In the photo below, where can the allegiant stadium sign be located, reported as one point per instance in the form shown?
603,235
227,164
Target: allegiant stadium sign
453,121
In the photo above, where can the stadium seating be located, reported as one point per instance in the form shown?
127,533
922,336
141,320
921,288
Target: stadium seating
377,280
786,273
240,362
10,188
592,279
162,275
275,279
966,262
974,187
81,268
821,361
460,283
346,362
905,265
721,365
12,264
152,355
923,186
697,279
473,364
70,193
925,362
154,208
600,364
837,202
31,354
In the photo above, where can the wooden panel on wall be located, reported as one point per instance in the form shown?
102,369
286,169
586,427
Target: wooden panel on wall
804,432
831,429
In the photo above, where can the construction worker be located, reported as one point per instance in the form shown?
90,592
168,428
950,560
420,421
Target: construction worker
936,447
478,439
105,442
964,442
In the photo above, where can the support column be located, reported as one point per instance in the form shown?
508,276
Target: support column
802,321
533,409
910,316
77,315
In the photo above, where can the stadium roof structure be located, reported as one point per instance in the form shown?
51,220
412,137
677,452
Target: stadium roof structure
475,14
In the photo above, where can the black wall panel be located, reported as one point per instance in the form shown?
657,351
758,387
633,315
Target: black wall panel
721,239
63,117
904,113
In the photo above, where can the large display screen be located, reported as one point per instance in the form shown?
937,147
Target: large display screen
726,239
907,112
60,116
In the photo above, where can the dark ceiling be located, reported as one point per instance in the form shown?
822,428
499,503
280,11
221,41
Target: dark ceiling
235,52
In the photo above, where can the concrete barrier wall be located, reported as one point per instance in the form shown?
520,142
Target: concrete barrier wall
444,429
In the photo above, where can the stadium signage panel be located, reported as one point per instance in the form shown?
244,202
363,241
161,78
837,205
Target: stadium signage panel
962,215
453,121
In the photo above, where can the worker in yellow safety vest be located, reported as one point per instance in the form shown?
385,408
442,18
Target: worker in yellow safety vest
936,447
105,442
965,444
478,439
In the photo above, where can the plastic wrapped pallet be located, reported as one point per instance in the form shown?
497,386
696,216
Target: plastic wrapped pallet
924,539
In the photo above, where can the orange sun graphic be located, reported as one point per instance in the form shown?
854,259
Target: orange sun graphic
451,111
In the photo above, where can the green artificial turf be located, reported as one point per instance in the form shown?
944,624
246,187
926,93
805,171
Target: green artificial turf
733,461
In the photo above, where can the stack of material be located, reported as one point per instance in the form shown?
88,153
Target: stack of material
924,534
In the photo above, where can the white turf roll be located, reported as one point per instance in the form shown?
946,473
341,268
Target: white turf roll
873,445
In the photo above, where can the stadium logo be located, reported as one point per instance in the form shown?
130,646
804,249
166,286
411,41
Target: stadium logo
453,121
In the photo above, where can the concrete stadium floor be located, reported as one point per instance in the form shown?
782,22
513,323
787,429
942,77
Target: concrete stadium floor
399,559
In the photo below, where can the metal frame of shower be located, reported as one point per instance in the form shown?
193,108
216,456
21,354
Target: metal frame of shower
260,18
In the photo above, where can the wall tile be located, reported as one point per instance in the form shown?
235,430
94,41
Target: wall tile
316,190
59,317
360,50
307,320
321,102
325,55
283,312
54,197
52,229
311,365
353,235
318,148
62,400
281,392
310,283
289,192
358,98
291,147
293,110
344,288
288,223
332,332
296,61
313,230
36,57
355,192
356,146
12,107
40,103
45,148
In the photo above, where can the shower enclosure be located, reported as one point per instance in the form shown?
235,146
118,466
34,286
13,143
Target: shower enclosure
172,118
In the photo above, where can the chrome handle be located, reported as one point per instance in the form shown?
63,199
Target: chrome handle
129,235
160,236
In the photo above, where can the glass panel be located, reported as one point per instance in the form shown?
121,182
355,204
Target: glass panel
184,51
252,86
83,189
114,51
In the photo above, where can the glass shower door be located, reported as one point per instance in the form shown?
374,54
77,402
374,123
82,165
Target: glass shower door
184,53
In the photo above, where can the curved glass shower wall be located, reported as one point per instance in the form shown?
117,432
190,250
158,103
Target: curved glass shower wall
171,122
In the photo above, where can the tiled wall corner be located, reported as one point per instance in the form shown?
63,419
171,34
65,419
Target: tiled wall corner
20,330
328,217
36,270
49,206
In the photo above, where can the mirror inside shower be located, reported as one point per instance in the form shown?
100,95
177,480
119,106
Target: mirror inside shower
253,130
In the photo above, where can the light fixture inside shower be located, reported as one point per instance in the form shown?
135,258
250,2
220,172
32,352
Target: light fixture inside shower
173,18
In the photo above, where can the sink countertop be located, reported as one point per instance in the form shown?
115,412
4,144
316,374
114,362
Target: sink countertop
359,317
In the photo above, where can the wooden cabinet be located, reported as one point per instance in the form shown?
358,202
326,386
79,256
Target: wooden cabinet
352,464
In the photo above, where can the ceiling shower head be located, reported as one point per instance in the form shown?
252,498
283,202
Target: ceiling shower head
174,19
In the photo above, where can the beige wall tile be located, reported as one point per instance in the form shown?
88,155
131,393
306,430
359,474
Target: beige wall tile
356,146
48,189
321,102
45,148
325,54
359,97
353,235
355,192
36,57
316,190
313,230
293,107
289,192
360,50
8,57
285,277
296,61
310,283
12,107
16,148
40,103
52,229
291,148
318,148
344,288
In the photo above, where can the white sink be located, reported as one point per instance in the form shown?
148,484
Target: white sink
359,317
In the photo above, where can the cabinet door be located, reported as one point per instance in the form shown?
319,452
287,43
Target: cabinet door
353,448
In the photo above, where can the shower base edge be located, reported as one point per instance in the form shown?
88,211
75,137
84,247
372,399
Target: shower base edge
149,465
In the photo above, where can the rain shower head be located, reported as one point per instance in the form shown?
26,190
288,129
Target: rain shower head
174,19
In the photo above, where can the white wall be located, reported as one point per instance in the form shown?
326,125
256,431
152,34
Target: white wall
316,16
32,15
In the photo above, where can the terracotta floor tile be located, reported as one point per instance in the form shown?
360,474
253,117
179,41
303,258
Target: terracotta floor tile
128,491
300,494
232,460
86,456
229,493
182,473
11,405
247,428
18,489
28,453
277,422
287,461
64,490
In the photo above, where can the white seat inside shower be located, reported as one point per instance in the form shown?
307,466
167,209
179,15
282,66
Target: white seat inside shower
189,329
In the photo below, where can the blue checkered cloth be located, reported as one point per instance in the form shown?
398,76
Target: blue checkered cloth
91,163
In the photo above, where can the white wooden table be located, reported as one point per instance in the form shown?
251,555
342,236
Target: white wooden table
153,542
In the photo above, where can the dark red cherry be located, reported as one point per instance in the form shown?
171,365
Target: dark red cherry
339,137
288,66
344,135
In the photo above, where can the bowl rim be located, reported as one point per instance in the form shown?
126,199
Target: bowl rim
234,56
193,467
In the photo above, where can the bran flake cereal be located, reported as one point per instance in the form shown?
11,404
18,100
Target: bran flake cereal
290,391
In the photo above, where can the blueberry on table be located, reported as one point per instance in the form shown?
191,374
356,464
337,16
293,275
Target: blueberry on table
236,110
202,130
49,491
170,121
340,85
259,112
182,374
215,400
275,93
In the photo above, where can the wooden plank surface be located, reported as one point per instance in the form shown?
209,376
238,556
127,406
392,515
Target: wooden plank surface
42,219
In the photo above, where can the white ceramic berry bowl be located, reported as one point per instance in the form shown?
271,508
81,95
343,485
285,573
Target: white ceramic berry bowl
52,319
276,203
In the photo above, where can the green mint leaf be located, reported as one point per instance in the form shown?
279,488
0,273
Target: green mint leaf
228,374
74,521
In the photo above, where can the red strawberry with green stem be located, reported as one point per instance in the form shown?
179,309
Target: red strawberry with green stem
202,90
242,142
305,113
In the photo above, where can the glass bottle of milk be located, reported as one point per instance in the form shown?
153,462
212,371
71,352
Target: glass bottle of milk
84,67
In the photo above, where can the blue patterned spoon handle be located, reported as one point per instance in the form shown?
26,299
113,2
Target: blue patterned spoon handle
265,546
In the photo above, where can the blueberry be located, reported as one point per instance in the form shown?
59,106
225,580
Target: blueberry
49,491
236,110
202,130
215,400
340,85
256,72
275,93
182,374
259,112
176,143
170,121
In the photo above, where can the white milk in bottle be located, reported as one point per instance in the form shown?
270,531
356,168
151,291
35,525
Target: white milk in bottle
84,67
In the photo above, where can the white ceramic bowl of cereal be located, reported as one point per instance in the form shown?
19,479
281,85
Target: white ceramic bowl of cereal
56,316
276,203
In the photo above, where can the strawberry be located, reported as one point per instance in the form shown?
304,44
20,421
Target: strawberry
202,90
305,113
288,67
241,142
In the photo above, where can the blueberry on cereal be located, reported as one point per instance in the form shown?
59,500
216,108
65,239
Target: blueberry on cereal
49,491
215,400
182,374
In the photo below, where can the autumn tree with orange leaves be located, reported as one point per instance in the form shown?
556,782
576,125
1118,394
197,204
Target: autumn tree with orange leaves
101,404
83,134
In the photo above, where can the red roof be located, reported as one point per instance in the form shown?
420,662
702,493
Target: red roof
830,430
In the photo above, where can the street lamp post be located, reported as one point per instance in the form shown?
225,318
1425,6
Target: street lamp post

* * *

Reproduce exactly the line containing "In the photo below, where can the autumn" and every line after it through the end of the records above, and nothing else.

(Solution for this exercise)
In the photo below, where can the autumn tree with orange leaves be located, reported as one point per instance in the form shown?
556,782
576,125
1118,394
197,204
Target: autumn tree with orange leaves
101,404
83,134
In the photo above, where can the red roof be located, reported as one point per instance in the form shown?
420,662
702,493
Target: red roof
830,430
In the photo above, where can the street lamp post be located, reported as one point per instance in the form shown?
225,318
1425,6
Target: street lamp post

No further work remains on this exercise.